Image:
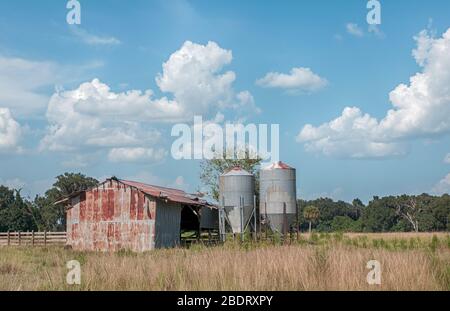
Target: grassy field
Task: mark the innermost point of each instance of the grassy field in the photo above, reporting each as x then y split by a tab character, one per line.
318	262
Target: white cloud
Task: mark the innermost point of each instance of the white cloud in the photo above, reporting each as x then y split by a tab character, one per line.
420	110
354	30
92	39
442	187
299	79
349	136
447	158
10	131
93	116
23	82
136	154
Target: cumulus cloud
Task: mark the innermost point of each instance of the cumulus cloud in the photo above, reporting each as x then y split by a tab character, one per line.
354	30
14	183
136	154
442	187
350	135
93	116
420	110
10	131
92	39
299	79
21	81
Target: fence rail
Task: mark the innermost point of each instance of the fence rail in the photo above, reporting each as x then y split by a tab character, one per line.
32	238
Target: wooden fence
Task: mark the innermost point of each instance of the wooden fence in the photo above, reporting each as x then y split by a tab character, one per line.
32	238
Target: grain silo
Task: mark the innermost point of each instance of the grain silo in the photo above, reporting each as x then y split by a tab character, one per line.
237	190
278	196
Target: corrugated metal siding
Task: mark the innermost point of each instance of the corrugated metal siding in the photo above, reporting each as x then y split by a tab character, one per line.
112	217
168	219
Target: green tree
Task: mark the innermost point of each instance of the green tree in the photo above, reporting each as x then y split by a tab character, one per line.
311	214
53	216
212	169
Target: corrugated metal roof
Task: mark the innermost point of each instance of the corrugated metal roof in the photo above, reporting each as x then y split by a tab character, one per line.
277	165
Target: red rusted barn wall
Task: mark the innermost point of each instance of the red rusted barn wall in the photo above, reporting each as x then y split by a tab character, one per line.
112	217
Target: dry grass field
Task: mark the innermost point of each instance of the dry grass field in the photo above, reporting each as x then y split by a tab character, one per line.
317	262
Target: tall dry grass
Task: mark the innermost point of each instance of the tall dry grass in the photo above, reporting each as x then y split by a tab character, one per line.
319	263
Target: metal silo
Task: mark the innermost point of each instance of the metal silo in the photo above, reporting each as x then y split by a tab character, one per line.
237	189
278	196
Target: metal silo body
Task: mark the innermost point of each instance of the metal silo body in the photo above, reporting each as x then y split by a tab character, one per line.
235	185
278	196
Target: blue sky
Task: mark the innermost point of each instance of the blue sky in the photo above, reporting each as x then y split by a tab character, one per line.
124	44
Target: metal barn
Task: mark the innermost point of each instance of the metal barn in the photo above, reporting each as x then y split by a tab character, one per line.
119	214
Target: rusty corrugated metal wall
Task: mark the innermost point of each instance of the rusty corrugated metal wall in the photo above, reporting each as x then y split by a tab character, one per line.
112	217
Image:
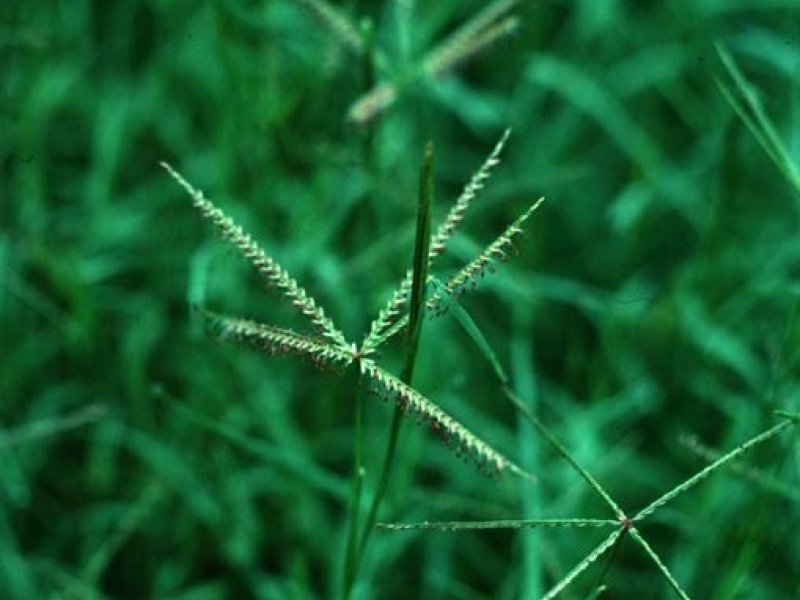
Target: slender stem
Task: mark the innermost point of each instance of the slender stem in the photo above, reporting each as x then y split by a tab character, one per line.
762	437
351	552
553	441
501	524
675	586
417	313
599	550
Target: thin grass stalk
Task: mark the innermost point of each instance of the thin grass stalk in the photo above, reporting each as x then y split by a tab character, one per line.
598	551
483	345
351	552
416	318
755	118
499	524
383	327
656	559
559	447
697	477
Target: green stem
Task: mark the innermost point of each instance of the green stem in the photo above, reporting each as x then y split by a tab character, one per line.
417	312
351	552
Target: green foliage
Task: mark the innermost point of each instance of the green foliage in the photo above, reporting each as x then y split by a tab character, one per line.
654	301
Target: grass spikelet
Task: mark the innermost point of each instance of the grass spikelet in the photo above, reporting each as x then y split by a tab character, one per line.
498	250
264	264
471	39
449	429
275	340
335	22
501	524
385	325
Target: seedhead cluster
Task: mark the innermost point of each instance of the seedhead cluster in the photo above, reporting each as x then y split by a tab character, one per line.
327	346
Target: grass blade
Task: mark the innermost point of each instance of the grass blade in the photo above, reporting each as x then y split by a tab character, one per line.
697	477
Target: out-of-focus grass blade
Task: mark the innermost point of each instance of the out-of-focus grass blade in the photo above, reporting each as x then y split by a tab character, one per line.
750	109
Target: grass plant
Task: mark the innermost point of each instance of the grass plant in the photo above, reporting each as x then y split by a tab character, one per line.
648	325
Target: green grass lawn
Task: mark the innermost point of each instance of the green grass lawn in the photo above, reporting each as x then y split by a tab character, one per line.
647	320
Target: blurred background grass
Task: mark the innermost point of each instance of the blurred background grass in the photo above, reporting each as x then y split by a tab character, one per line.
654	298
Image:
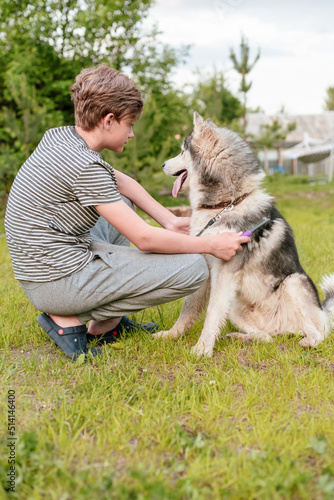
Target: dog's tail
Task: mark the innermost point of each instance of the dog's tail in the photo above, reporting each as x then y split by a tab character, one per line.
327	286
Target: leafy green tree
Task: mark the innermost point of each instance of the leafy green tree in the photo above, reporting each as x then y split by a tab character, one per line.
50	41
243	66
212	98
330	99
272	135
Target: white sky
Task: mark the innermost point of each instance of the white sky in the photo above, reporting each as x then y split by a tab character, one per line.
296	38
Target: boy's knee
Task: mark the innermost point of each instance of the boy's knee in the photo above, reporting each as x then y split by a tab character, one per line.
194	274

_WHAT YOU SHOULD DO_. Transcribe the records above exactly as they appear, leaving out any pictures.

_PROBLEM SOLUTION_.
Image:
Target: grassy field
Task: mark the innermost point of each instance of the grassy field in the photo above, reporting each as x then y split by a tab character, one per line.
318	262
Target: white cloud
Task: mark the innermost point of each instance of the white cloud in the photo above, reporting each as x then y split by a tab character, one per line.
420	110
354	30
92	39
442	187
299	79
349	136
447	158
10	131
93	116
23	82
136	154
Target: cumulus cloud
Task: mark the innermost point of each instance of the cumulus cloud in the photo above, reporting each as x then y split by a tab character, one per line.
354	30
14	183
136	154
442	187
350	135
93	116
420	110
10	131
92	39
299	79
21	81
Target: fence rail
Task: mark the innermost point of each instance of the fence rail in the photo above, reporting each as x then y split by a tab character, one per line.
32	238
Target: wooden fence
Task: mark the innermost point of each instance of the wooden fence in the photo above, reporting each as x then y split by a tab character, one per line.
32	238
Target: grain silo
Task: mark the innermost point of each instance of the grain silo in the photo above, reporting each as x then y split by a tab character, one per line.
237	190
278	196
Target: corrugated metal siding
Task: mark the innermost point of each instance of the corrugated metal siding in the photo above, reporting each as x then y split by a tab character, one per line.
112	217
168	219
Target: green tree
Task: mark the innermost point of each instance of the green tree in the photo above, reporting each as x then y split by a tab character, one per line.
311	214
53	216
212	169
Target: corrugated metal roof
Task: mark the innermost point of each instance of the corrugated metal roof in the photo above, reporting each as x then y split by a tab character, one per line.
277	165
Target: red rusted barn wall
Task: mark the innermost point of each instance of the red rusted barn wall in the photo above, reporting each as x then y split by a tab character, one per line.
112	217
Target: dry grass field
Task: mark the innermost point of each instance of the dry grass field in the photo above, reporting each as x then y split by a tab character, one per line.
317	262
Target: tall dry grass
Task: mark the innermost point of each instance of the tall dry grass in the photo above, reporting each as x then y split by a tab character, one per line.
319	263
Target: metal silo
Task: mark the innermost point of each instance of the metal silo in the photo above, reporting each as x then y split by a tab character, one per line.
237	189
278	196
Target: metal silo body
Task: mark the innermost point of each instance of the metal silo body in the photo above, reporting each as x then y split by a tab character, one per line.
235	185
278	196
Target: blue sky
Task: mark the innermost point of each instance of the blue sky in the photo above, reporting each as x then y split by a tab character, one per line.
124	44
Target: metal barn
Task: mark the innermost point of each instance of the metal barn in the photo above, reporting each as x then y split by a tab character, one per line.
119	214
Target: rusty corrugated metal wall
Task: mark the innermost point of each instance of the rusty corrugated metal wall in the photo above, reporting each as x then y split by a tab character, one per line.
112	217
Image:
Target: slender stem
Task: mark the innermost point of each instance of the slender stem in the photo above, reporting each as x then y split by a tab character, one per line.
762	437
351	552
553	441
501	524
675	586
417	313
599	550
Target: thin grass stalk
Task: mark the innermost point of each instance of the thin grass stalk in the photo above, reporting each as x then y split by a tab character, one per line.
598	551
483	345
351	552
416	318
755	118
499	524
383	327
656	559
559	447
697	477
Target: green stem
Task: mark the innermost point of each instance of the green stem in the photo above, reporting each as x then y split by a tab character, one per line.
417	312
351	552
Target: green foliage
Task: mark the innermost point of each instance of the green foliage in the photo above, reporting each as x then y split by a tab character, one per line.
654	301
Target: grass spikelet
Task: mark the innermost point of each instance of the grass spikelet in the photo above, reporting each as x then y split by a tab character, one per line.
498	250
264	264
471	39
449	429
275	340
335	22
501	524
385	325
Target: seedhead cluster
Task: mark the innermost point of each instance of the seedhead cluster in the photo above, reporting each as x then y split by a tab character, one per line.
327	346
Target: grass blade
Task: mark the innermost point of each instance of the grass blade in the photo above, reporting each as x then y split by a tab character, one per line.
697	477
Target: out-of-focus grass blade
Task: mark the innermost point of each instance of the out-of-focus grass blade in the photo above, reporting each as x then y split by a tab character, one per line.
750	109
Target: grass plant
Task: mark the innermost point of each instance of the grass plant in the photo above, reporting each as x then y split by a tab character, one per line.
648	325
Target: green grass lawn
Task: mark the innermost point of each instance of the green grass lawn in the photo above, reporting each as x then y split by a tab character, one per line.
647	320
Target: blurred background grass
Task: mark the innermost point of each instance of the blurred background grass in the photo above, reporting each as x then y split by a tab character, one per line.
654	298
Image:
Target: dog's tail
Task: mark the innermost point of each instance of the dog's tail in the photo above, reporting each as x then y split by a tab character, one per line.
327	286
Target: leafy green tree
Task: mark the innermost point of each instance of the leafy green tree in the photo above, reporting each as x then y split by a tab character, one per line.
50	41
243	66
212	98
330	99
272	135
Target: white sky
Task: mark the innermost point of each instance of the white sky in the photo above, reporting each as x then y split by a tab character, one per line.
296	38
Target: boy's knee
Task: mark the innermost point of each instance of the boy's knee in the photo above, reporting each as x then y split by a tab character, one per line.
194	274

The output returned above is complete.